:: Brano estratto
Quali sono i problemi di compatibilità con la legge?

Con il metodo farmacologico non è possibile prevedere quando avviene l’espulsione dell’embrione. Ma secondo la legge vigente, come pure secondo due pareri del Consiglio Superiore di Sanità, perché i rischi di aborto medico e chirurgico siano sovrapponibili, l’aborto deve essere completato in ospedale. Quindi le donne dovrebbero essere ricoverate da tre a quindici giorni, per rispettare la legge.

Infatti, da dichiarazioni di Bissoni, membro del CdA Aifa, si sa che la pillola verrà somministrata solo in ospedale, entro le sette settimane di gravidanza, in modo che le complicanze fra i due metodi siano sovrapponibili.



Interessante che lo dica proprio lui, l’assessore alla Sanità dell’Emilia Romagna.

Perché?

Perché in Emilia Romagna l’aborto medico, praticato dal 2005 importando direttamente dalla Francia la Ru486, avviene in regime di day hospital, e dall’ultima relazione al parlamento risulta che solo una donna su 563 è stata ricoverata in regime ordinario, nel 2007, con questa procedura abortiva. Evidentemente Bissoni ha cambiato opinione ieri sera durante il Consiglio di Amministrazione dell’Aifa, chiaramente ne sono lieta.

Nel comunicato dell’Aifa si legge che deve essere garantito il ricovero “dal momento dell’assunzione del farmaco sino alla certezza dell’avvenuta interruzione della gravidanza escludendo la possibilità che si verifichino successivi effetti teratogeni”. Che significa?

Credo che l’Aifa debba chiarire il significato di una affermazione che, se fosse confermata in questi termini, sarebbe gravissima.

Cioè?

I farmaci che si utilizzano per l’aborto medico – Ru486 e prostaglandina – possono essere teratogeni, cioè causare malformazioni all’embrione che sopravvivesse all’aborto. Poiché la procedura abortiva dura almeno quindici giorni, può succedere – sono fatti già accaduti e documentati – che in questo lungo periodo di tempo la donna ci ripensi, soprattutto quando la procedura fallisce e dopo quindici giorni l’embrione è ancora vivo, e decida di continuare la gravidanza. A quel punto, però, se ci ripensa corre il rischio di avere un figlio malformato. Per evitare questo, l’unica possibilità è ricorrere all’aborto chirurgico. Quindi, se venisse confermata alla lettera la frase del comunicato dell’Aifa, tutte le donne che iniziano una procedura abortiva medica non potrebbero ripensarci e sarebbero comunque obbligate ad abortire, per escludere la possibilità di eventi teratogeni.
Mi aspetto chiarimenti in merito, mi auguro di aver interpretato male: a pochi giorni dall’approvazione in parlamento di una moratoria per gli aborti forzati, l’ Italia si troverebbe ad introdurre la possibilità di aborto forzato, addirittura per via amministrativa.

E adesso che intenzione ha il Ministero?
::::
• Da produrre
Per ciascuna delle affermazioni seguenti, indica se concorda con il brano sull'aborto farmacologico rispondendo sì o no e citando alla lettera le parole del brano che lo stabiliscono.
1. In Emilia Romagna l'aborto medico viene praticato in regime di day hospital.
2. Secondo le dichiarazioni di Bissoni, la pillola potrà essere somministrata anche fuori dall'ospedale.
3. Con il metodo farmacologico si può prevedere il momento dell'espulsione dell'embrione.
:: Dati registrati
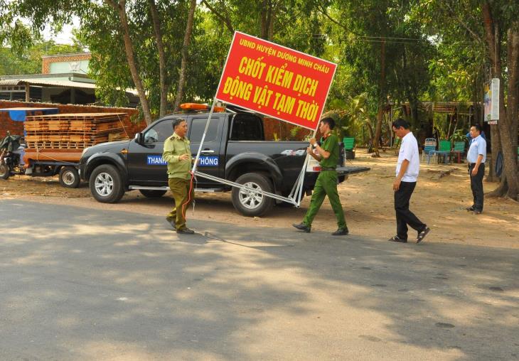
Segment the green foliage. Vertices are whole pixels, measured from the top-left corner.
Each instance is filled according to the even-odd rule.
[[[466,133],[463,129],[458,129],[451,136],[451,141],[465,141],[466,139]]]

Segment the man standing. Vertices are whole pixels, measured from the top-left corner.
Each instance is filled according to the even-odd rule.
[[[193,235],[194,231],[186,226],[186,210],[193,202],[194,190],[191,183],[191,151],[186,137],[188,124],[185,119],[176,119],[173,122],[173,133],[164,142],[162,158],[168,163],[168,183],[175,199],[173,210],[166,220],[177,233]]]
[[[310,139],[311,146],[308,147],[306,153],[316,160],[319,161],[321,167],[321,173],[317,177],[314,194],[310,200],[310,208],[304,216],[303,222],[292,225],[299,230],[309,233],[311,224],[317,212],[324,200],[324,196],[328,195],[335,216],[337,217],[338,228],[332,233],[333,236],[347,235],[348,233],[346,221],[344,219],[344,212],[341,204],[339,195],[337,193],[337,172],[336,168],[339,160],[339,144],[337,136],[331,134],[335,126],[335,122],[331,118],[323,118],[319,124],[319,131],[323,134],[321,139],[321,146],[317,144],[315,138]],[[318,154],[315,154],[312,146],[315,146]]]
[[[420,168],[418,143],[409,130],[409,123],[402,118],[393,122],[392,129],[397,136],[402,139],[402,142],[397,163],[397,178],[393,182],[397,235],[388,240],[407,242],[409,225],[418,232],[416,242],[419,243],[431,230],[409,210],[409,202],[416,187]]]
[[[485,161],[486,161],[486,141],[481,136],[481,126],[473,125],[471,127],[471,141],[467,152],[469,175],[471,177],[471,189],[473,203],[466,210],[475,215],[483,212],[483,177],[485,175]]]

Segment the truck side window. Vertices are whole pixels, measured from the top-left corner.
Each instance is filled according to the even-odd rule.
[[[207,118],[195,118],[191,122],[191,129],[189,131],[189,141],[192,143],[200,143],[202,140],[202,135],[205,129]],[[204,143],[215,141],[218,137],[218,126],[220,123],[220,118],[211,117],[211,122],[209,123],[207,134]]]
[[[232,119],[232,141],[263,140],[263,125],[258,117],[249,114],[236,114]]]
[[[144,144],[164,142],[173,134],[173,120],[166,119],[158,122],[144,133]]]

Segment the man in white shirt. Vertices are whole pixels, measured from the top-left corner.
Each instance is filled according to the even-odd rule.
[[[419,243],[431,230],[409,210],[409,201],[416,187],[420,168],[418,143],[409,130],[409,123],[402,118],[393,122],[392,129],[397,136],[402,139],[402,142],[398,153],[396,178],[393,182],[397,235],[390,238],[388,241],[407,242],[409,225],[418,232],[416,242]]]
[[[485,176],[486,161],[486,141],[481,136],[481,126],[479,124],[471,127],[470,134],[472,141],[466,159],[469,162],[469,175],[471,177],[473,203],[466,210],[475,215],[479,215],[483,212],[483,177]]]

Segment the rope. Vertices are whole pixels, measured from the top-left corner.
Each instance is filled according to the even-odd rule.
[[[186,206],[189,203],[189,202],[193,200],[191,200],[191,193],[193,191],[193,179],[195,178],[195,174],[192,171],[190,171],[189,173],[191,174],[191,180],[189,182],[189,193],[188,195],[187,200],[186,200],[186,202],[182,203],[182,217],[184,220],[186,219]],[[195,212],[194,205],[193,206],[193,213]]]

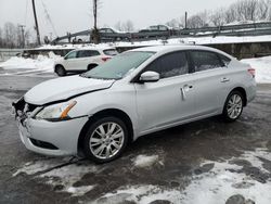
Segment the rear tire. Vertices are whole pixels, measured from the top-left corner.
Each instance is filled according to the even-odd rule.
[[[92,68],[95,68],[98,66],[98,64],[90,64],[88,65],[88,71],[91,71]]]
[[[63,66],[61,66],[61,65],[56,65],[54,72],[56,73],[56,75],[59,75],[59,76],[61,76],[61,77],[67,75],[67,72],[66,72],[65,68],[64,68]]]
[[[95,163],[107,163],[119,157],[128,143],[128,128],[114,116],[92,123],[83,139],[85,155]]]
[[[222,116],[225,122],[235,122],[240,118],[245,104],[244,95],[240,91],[232,91],[224,103]]]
::::
• La tua risposta
1. Sì: «avviene in regime di day hospital».
2. No: «la pillola verrà somministrata solo in ospedale».
3. No: «non è possibile prevedere quando avviene l’espulsione dell’embrione».